1. E-waste. In 2017, the UN released an important report, "United Nations Sytem-wide Response to Tackling E-waste." All technology researchers need to read this report closely, and direct their scholarly effort to critiquing and challenging music education practices that exacerbate the e-waste crisis. E-waste is a problem that affects the global poor, women, and people of color, while tech-heavy pedagogies benefit primarily the global rich, in the U.S. and Europe. We cannot go on having our purchases hurt those on our planet who are suffering the most.
2. Human relationships. With the now infamous pro-Trump Facebook scandals of 2016, little has to be said to the general public (at least those who do not write about technology in journals) about the negative affects of social media on face-to-face relationships. I won't say too much here, but you can start by reading some of the (large amount of) scholarship that challenges social-media-as-unquestionably-good discourse. It's 2019, so I'd start with a recent book, like "Ten Arguments for Deleting Your Social Media Accounts Right Now." If you start there, you'll at least understand the field on which social media is played.
--*--
§ Challenge 1: Reproduce, without any change, the rows from the line containing "Task: kindly identify the glass door" through the final row, including both of those lines.

§ Dataset records:
--*--
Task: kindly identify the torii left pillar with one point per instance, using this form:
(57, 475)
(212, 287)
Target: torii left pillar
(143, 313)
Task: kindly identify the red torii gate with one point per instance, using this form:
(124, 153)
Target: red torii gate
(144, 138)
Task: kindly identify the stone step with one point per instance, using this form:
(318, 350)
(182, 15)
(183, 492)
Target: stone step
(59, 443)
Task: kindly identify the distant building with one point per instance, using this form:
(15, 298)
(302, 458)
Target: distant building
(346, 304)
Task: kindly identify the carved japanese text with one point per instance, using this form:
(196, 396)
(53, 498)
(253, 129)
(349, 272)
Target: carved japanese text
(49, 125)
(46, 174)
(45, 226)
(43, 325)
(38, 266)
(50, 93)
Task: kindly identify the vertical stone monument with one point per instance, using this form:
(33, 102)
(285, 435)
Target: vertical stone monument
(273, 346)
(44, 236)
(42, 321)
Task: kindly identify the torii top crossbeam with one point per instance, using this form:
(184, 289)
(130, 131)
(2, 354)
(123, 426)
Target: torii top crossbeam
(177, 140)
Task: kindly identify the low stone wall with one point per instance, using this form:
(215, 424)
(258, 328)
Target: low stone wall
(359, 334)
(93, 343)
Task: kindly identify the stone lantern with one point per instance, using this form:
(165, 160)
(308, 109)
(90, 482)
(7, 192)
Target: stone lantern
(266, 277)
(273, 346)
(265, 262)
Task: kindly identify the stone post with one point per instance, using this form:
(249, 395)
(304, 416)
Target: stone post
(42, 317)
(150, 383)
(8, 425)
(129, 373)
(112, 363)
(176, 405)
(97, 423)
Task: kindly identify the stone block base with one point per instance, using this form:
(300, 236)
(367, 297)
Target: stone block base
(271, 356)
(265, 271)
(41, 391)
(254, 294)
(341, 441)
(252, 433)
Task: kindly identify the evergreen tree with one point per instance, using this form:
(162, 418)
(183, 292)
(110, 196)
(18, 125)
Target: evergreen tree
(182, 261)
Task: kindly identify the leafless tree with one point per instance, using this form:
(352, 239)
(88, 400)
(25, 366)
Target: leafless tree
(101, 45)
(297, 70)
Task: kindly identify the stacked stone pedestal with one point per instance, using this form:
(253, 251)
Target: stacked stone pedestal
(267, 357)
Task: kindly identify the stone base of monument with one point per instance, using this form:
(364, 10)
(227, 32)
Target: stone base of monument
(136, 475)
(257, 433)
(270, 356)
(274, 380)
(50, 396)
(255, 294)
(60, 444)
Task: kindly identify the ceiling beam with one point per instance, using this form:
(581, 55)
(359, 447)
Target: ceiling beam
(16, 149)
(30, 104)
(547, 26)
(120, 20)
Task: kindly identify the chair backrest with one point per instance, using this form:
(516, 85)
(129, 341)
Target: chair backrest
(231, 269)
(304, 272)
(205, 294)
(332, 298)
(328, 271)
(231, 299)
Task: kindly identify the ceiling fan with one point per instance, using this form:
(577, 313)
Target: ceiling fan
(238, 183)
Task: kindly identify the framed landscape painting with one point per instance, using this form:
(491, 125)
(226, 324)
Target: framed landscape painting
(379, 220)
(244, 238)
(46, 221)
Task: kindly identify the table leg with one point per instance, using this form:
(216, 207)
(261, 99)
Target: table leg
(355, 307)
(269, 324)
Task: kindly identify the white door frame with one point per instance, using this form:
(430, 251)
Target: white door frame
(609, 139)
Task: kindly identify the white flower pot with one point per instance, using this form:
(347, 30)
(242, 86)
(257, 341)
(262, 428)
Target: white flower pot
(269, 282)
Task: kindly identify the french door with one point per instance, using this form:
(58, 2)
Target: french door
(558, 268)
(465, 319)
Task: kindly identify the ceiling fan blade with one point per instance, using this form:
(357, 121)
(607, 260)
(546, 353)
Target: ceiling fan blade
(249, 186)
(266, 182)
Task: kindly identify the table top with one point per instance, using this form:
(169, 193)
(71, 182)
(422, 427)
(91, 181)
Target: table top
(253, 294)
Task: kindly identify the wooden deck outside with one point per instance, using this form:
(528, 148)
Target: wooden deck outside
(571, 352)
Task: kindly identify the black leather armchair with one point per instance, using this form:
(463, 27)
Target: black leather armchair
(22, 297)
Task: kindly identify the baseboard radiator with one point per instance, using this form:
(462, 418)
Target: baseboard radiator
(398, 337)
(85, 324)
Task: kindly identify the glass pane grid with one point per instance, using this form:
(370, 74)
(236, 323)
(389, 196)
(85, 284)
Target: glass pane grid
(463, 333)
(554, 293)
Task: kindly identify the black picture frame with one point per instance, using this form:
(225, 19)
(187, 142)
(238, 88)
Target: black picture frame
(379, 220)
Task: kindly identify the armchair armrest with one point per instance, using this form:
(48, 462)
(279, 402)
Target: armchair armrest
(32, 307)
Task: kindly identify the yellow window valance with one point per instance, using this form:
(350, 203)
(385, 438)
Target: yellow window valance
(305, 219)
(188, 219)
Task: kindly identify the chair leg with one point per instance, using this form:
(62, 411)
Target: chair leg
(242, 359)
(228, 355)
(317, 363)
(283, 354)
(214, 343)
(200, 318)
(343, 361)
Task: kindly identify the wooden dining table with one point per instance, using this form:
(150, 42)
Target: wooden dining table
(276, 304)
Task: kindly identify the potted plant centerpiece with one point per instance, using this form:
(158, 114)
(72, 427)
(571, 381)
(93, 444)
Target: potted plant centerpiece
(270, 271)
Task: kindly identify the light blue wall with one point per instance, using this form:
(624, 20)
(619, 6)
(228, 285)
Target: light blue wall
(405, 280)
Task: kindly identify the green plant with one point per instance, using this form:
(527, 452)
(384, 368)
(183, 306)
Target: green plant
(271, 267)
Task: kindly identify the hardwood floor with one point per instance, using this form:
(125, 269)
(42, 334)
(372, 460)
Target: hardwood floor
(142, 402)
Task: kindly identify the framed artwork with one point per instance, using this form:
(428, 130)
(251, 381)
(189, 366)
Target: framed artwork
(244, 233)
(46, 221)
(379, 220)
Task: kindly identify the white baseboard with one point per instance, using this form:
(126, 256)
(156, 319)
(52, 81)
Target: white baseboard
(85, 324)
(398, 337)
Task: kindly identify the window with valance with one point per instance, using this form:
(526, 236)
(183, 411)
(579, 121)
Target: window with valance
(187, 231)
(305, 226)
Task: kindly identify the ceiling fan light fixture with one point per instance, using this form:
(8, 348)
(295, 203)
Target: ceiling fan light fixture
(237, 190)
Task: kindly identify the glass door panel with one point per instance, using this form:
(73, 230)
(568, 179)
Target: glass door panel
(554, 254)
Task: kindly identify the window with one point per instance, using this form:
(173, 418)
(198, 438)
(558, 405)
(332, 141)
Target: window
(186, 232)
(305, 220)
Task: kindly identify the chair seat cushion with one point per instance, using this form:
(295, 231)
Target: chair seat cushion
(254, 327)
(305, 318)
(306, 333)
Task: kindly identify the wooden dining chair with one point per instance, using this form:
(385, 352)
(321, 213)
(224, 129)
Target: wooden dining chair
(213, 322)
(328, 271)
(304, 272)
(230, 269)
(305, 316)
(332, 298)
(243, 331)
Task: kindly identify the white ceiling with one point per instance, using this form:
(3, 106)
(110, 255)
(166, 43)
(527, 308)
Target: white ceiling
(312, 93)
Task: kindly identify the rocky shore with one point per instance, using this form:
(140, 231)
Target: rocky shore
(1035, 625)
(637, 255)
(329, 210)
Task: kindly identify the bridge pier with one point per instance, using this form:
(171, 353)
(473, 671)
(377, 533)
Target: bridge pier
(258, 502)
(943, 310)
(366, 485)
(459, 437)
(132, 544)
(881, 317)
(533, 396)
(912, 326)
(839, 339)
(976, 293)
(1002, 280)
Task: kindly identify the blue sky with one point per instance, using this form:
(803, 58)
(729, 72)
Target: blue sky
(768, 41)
--*--
§ Challenge 2: State whether each statement agrees with the passage on e-waste and social media, answering yes or no and quoting the words of the passage that decide it: (a) The UN report on e-waste came out in 2017. (b) Tech-heavy pedagogies mainly benefit the global poor. (c) The passage recommends beginning with an older, classic book on social media.

§ Answer 1:
Task: kindly identify the glass door panel with one point per instance, using this form:
(73, 230)
(568, 179)
Target: glass door panel
(554, 254)
Task: kindly identify the window with one point per instance, using this form:
(173, 418)
(198, 438)
(558, 405)
(332, 141)
Target: window
(186, 232)
(305, 220)
Task: kindly identify the chair seat cushion with one point per instance, using this form:
(295, 231)
Target: chair seat cushion
(254, 327)
(305, 318)
(306, 333)
Task: kindly identify the wooden dining chair with one point per instance, using this form:
(385, 352)
(321, 213)
(224, 129)
Target: wooden dining chair
(213, 322)
(328, 271)
(304, 272)
(230, 269)
(305, 316)
(332, 298)
(243, 331)
Task: kindly identify the white ceiling with one point per instance, using this form:
(3, 106)
(110, 255)
(166, 43)
(527, 308)
Target: white ceiling
(312, 93)
Task: kindly identify the rocky shore with one point per instance, using this form:
(140, 231)
Target: rocky shore
(1035, 625)
(637, 255)
(329, 210)
Task: kindly identify the bridge pier with one point per instance, using this form:
(171, 353)
(473, 671)
(377, 533)
Target: bridge pier
(258, 502)
(943, 310)
(366, 485)
(459, 437)
(132, 544)
(881, 317)
(533, 396)
(912, 326)
(839, 339)
(976, 293)
(1002, 280)
Task: kindly identify the blue sky with one point per instance, using this form:
(803, 58)
(729, 72)
Target: blue sky
(768, 41)

§ Answer 2:
(a) Yes: "In 2017, the UN released an important report"
(b) No: "tech-heavy pedagogies benefit primarily the global rich, in the U.S. and Europe"
(c) No: "I'd start with a recent book"